— Supplied passage —
>>>
(HealthDay)—For patients with diabetes mellitus (DM) undergoing degenerative lumbar spine surgery, suboptimal glycemic control contributes to increased risk of complications and poor outcomes, according to a study published in the Sept. 15 issue of Spine.
Javier Z. Guzman, from Icahn School of Medicine at Mount Sinai, New York City, and colleagues utilized data from the Nationwide Inpatient Sample from 2002 to 2011 to identify patients undergoing lumbar spine surgery for degenerative conditions. They examined the effect of glycemic control on perioperative morbidity and mortality.
The researchers found that 403,629 patients with controlled diabetes and 19,421 with uncontrolled diabetes underwent degenerative lumbar spine surgery from 2002 to 2011. Patients with uncontrolled diabetes had significantly increased odds of cardiac complications, deep venous thrombosis, and postoperative shock, compared to patients without diabetes. Furthermore, patients with uncontrolled diabetes had an increased mean length of stay (approximately, 2.5 days), greater costs (1.3-fold), and an elevated inpatient mortality risk (odds ratio, 2.6; P < 0.0009). Compared to patients without diabetes, those with controlled diabetes had increased risk of acute complications and inpatient mortality, but not to the same extent as patients with uncontrolled diabetes.
<<<
Render this sentence from the spine surgery study summary above in Spanish: "They examined the effect of glycemic control on perioperative morbidity and mortality."

— Data section —
>>>
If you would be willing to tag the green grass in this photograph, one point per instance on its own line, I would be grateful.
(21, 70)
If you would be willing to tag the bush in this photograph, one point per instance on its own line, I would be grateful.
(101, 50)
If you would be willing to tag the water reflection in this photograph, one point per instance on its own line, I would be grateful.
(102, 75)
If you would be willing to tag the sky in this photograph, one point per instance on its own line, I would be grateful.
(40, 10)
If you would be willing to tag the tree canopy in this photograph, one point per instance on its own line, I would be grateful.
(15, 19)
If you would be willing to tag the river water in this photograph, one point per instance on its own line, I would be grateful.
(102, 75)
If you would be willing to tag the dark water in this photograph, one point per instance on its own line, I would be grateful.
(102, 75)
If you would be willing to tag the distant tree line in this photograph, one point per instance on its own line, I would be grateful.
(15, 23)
<<<
>>>
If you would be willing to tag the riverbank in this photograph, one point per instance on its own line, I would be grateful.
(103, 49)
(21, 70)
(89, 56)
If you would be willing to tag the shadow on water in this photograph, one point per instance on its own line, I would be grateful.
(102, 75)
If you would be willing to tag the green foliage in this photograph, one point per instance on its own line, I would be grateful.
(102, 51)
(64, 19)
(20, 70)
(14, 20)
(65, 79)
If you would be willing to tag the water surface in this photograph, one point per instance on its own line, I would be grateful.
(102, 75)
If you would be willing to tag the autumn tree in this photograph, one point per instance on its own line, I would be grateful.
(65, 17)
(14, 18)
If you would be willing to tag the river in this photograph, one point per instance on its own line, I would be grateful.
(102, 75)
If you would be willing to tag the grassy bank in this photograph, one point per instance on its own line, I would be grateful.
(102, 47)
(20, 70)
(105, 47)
<<<
>>>
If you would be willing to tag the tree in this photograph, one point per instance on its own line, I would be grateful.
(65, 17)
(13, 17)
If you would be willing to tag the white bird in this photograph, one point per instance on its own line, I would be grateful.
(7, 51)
<<<
— Reply —
Examinaron el efecto del control glucémico sobre la morbilidad y la mortalidad perioperatorias.